REQUEST
Reproduce every line below verbatim, changing nothing.

>> Start

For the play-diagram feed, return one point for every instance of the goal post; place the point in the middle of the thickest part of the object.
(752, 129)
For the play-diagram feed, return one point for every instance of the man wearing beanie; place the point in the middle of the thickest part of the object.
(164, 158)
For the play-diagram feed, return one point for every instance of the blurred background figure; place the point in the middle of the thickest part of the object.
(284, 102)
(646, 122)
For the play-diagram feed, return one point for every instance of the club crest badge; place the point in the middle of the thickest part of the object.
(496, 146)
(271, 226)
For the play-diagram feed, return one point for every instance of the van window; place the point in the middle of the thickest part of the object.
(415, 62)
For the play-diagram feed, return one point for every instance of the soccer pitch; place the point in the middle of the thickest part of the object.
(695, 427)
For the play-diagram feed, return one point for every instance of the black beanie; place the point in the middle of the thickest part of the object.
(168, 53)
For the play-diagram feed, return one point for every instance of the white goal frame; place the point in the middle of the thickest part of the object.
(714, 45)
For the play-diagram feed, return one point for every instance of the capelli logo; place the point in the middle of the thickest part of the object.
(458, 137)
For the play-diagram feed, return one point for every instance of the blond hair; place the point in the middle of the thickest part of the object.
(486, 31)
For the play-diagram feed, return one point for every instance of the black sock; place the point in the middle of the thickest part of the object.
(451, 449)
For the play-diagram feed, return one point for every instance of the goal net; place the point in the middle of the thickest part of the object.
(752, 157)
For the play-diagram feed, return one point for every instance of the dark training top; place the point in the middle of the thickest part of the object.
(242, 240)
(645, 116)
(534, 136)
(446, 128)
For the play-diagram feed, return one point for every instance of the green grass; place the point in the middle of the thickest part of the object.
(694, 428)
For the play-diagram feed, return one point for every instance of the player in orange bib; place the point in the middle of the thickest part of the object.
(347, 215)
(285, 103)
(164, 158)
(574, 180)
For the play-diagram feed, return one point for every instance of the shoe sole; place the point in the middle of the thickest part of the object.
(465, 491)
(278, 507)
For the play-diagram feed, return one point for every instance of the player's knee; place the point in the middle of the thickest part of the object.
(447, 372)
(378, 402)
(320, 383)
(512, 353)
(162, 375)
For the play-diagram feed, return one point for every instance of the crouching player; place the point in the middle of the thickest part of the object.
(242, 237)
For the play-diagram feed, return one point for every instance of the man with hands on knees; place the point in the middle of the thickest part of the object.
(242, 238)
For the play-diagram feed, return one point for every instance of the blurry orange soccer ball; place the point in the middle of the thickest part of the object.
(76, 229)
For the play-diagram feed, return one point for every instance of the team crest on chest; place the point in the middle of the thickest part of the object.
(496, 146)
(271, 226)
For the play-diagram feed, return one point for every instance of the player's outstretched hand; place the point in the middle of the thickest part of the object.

>> End

FINAL RESULT
For the play-diagram feed, return one point for every instance of the goal post; place the point in the middle of the thickest part of the object.
(752, 129)
For the play-diagram feed, return one point for every instance of the man wearing beanie; place the point in the middle of the thickest part of the object.
(164, 158)
For the play-diagram feed, return one point for every instance of the blurred background figure; place the point in the middle of the thickest part of the object.
(284, 102)
(646, 122)
For the play-diagram feed, return one point for every instance of the club crest badge; place the point in the middle of the thickest part of the object.
(496, 146)
(271, 226)
For the play-diagram feed, return one point for every instance of the van window; place the point in the middle of the thickest part of the object.
(415, 62)
For the play-diagram feed, return one point for every instance of the soccer pitch; place the point in the middle of the thickest part of the object.
(695, 427)
For the play-diagram feed, return one point for every instance of the black beanie; place the point in the middle of the thickest part of the object.
(168, 53)
For the play-diagram feed, return one point for every instance of the white goal frame; place the point in the middle of the thickest part of the object.
(714, 45)
For the play-diagram feed, return one point for every instance of the capelli logo; place the point in the middle of the thickest part of the object.
(458, 137)
For the play-diagram feed, return one point for every instance of the blond hair; place the point in the middle of the thickest part of the object.
(486, 31)
For the play-diagram feed, return one point for every instance of the black sock; place the point in the middle of the thickest part of the object.
(451, 449)
For the play-diagram feed, return one point for every instance of the goal net; place the point in the middle of the thickest part of the object.
(752, 157)
For the play-diagram feed, return one point for every instance of the dark training top; place the point in the middle of the thickest part of the object.
(242, 240)
(645, 116)
(534, 136)
(446, 128)
For the play-diagram feed, return one point for every instance of the green grass; place the point in the middle of the thickest part of the object.
(694, 428)
For the play-diagram feed, return one point for every instance of the player in orange bib; place the point in the middle of the thickest part of the object.
(347, 215)
(285, 103)
(164, 158)
(574, 180)
For the play-diagram feed, return one point for every instance of the shoe sole; place the point in the middle of the thickest part of the object.
(465, 491)
(278, 507)
For the play-diagram feed, return one point for every instance of the player's knee; place the point in the middle of the thickest part of the object.
(447, 372)
(378, 402)
(320, 383)
(512, 353)
(162, 375)
For the play-diagram feed, return one point for every instance of the crouching player; place the point in the middle of the thickest part of the object.
(242, 237)
For the play-diagram feed, return one point for every instance of the man with hands on knees; place the point in the middle of the thickest part of the object.
(242, 238)
For the play-diagram feed, return one point for every instance of the blurry orange soccer ball; place the point in the middle of the thickest part of the object.
(76, 229)
For the play-diagram feed, return one point for every instance of the team crest on chest; place the point in the middle of the thickest part of the object.
(496, 146)
(271, 226)
For the play-diagram feed, return one point for every instance of the player's outstretched hand; place the point in the middle of the thickest part of the object.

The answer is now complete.